**What is being asked**
A word-for-word repeat of the records below is what this calls for.

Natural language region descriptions
*****

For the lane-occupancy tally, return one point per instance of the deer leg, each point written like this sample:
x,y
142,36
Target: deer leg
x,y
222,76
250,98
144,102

*****

**Result for this task**
For the lane-occupancy tally, return one point per instance of the deer leg, each point written like this sample:
x,y
142,36
Target: deer leg
x,y
222,76
250,98
144,102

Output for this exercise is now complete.